→ Job: Give again, word for word, only the lines from the one containing "The answer SHOULD provide one point per instance of the seated" through the final line.

Point annotations for photos
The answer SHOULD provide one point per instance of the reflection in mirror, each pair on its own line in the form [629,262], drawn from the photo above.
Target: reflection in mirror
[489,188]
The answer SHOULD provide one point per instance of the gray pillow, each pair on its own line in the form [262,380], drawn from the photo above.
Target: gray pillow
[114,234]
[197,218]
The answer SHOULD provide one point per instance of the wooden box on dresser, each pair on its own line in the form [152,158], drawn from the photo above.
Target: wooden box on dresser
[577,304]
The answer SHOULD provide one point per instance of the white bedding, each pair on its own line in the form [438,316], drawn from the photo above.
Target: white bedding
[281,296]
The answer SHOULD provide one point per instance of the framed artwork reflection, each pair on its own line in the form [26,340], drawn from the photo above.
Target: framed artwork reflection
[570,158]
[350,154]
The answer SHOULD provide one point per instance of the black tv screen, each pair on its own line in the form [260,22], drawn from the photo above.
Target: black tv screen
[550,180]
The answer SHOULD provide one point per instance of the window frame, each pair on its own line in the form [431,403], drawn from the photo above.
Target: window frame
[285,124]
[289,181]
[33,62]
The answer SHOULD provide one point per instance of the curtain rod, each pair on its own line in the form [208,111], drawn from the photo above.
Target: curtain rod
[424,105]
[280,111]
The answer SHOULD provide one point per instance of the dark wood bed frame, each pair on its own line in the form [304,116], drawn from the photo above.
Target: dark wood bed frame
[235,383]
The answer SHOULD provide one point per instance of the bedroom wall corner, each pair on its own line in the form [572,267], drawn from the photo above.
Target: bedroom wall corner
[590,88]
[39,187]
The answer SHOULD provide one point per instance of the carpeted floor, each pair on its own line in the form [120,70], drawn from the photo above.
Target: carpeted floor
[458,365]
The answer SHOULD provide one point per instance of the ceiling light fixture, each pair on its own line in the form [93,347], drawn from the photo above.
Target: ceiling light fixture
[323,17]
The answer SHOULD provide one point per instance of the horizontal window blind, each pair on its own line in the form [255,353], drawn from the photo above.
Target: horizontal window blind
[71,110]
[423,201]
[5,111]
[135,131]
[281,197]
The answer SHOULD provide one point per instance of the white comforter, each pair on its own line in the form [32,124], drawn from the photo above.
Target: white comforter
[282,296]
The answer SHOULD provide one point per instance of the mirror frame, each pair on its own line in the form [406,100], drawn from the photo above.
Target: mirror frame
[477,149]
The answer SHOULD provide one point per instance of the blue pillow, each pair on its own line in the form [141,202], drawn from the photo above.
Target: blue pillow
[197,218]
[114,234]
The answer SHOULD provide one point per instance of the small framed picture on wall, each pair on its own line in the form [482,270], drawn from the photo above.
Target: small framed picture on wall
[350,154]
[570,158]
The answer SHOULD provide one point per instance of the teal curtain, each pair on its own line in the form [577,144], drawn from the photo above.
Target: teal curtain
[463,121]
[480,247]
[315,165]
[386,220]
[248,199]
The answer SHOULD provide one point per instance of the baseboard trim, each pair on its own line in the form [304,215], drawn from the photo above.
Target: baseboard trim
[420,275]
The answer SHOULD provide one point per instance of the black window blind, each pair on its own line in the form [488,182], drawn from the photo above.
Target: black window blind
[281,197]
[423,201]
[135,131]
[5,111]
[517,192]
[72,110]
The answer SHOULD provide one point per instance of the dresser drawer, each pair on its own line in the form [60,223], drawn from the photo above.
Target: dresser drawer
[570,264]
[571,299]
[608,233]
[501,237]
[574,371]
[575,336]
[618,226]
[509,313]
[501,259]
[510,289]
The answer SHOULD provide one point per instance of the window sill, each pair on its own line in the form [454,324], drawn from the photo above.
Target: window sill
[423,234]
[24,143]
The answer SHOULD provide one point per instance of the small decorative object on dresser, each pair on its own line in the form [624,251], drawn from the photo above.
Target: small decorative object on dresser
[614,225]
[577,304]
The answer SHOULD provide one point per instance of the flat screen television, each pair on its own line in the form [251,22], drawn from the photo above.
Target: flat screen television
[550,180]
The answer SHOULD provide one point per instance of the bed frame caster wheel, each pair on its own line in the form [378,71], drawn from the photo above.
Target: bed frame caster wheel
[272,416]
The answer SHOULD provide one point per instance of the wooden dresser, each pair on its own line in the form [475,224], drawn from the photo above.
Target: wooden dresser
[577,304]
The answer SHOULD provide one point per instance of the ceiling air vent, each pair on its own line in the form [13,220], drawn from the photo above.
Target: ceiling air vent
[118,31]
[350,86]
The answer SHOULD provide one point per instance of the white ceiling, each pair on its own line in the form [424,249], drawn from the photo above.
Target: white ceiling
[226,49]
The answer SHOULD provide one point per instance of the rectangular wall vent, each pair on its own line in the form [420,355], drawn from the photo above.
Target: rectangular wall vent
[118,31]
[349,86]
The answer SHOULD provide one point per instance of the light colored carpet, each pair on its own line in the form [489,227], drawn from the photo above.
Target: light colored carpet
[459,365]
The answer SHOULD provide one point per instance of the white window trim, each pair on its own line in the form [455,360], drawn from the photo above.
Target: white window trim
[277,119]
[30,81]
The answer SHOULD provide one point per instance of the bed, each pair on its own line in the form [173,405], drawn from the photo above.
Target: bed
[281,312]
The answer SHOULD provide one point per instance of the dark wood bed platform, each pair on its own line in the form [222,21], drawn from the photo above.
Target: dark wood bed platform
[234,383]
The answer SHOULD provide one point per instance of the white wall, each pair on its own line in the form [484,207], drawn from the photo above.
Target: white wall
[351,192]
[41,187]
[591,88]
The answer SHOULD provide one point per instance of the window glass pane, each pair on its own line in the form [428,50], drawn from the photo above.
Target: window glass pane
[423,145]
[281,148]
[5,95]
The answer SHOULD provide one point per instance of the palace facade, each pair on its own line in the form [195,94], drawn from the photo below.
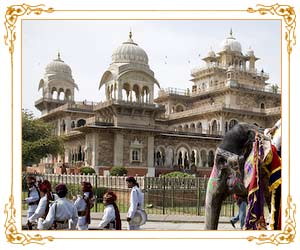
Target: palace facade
[177,130]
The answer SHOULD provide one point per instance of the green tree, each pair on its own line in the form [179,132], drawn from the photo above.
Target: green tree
[118,171]
[37,139]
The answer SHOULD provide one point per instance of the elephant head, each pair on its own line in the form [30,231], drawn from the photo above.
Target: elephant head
[228,171]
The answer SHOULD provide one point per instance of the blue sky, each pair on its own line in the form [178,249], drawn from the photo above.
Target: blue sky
[174,48]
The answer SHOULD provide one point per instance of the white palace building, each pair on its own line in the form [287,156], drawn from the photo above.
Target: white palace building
[177,130]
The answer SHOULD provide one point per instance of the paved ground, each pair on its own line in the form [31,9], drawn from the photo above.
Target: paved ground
[163,222]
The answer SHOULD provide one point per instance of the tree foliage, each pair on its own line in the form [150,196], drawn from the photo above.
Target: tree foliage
[37,139]
[87,170]
[177,174]
[118,171]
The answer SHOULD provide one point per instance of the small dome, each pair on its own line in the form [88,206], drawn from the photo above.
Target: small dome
[211,53]
[230,43]
[250,52]
[129,52]
[231,68]
[58,66]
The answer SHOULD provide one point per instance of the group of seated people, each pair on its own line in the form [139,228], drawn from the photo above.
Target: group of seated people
[53,211]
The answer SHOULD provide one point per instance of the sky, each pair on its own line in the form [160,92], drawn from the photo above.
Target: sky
[174,48]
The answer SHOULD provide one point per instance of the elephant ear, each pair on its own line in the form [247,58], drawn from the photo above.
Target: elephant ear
[248,169]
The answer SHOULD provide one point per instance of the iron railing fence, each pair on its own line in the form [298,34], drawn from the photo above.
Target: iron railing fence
[163,195]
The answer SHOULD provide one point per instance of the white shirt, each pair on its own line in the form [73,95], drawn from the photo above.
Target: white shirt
[108,216]
[41,208]
[276,140]
[62,209]
[80,203]
[33,196]
[136,201]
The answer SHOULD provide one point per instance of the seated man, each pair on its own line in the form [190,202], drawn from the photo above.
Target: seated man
[62,212]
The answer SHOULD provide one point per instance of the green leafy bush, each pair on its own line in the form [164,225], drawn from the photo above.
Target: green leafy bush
[177,174]
[87,170]
[99,192]
[118,171]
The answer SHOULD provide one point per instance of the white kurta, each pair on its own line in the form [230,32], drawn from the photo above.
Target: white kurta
[41,208]
[276,140]
[80,205]
[136,201]
[108,216]
[62,209]
[33,196]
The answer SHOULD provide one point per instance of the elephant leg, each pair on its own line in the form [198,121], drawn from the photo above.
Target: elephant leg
[213,206]
[215,194]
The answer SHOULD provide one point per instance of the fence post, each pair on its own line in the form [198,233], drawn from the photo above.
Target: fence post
[96,205]
[164,194]
[198,196]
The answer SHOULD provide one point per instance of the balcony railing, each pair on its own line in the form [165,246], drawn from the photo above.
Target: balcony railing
[219,107]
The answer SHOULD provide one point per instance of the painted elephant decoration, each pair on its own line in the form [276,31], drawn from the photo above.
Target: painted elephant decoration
[245,165]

→ Complete output:
The answer SHOULD provide one point per instance of the seated man, each pair on its own line in the form [190,202], drawn from the photo above.
Target: seated man
[62,212]
The answer SHOULD provide one point per instance of the green leafy bush, each pair on its own line in the form [164,225], drawn from the photo above.
Target: green leafy bush
[177,174]
[87,170]
[99,192]
[118,171]
The answer SHOULD provide one point per instance of the white kurta, each pair on its own line in the form [230,32], drawn from the photo above.
Target: white kurta
[41,208]
[276,140]
[80,205]
[136,201]
[108,216]
[62,209]
[33,196]
The answer SHOULD provide one point per instance of the elephant leg, each pair on its own line in the form [198,121], drawn from the photo above.
Target: elephant leg
[213,206]
[215,194]
The answer SHOULD provide one point per instance of the fence post, each pair on its own line in the form [198,233], drawn from the photo above.
Target: fence post
[96,205]
[164,194]
[198,196]
The answer SHOULD provide one point per instance of the balcony railing, each pair on its own line in the form [165,246], drawn from the photo above.
Target: balcony railing
[219,107]
The answer SHOULD provide one point per instance of the painted elephant decoration, each pair on its own line in the form [276,31], drawn from the photo above.
Target: painted elephant decoration
[245,165]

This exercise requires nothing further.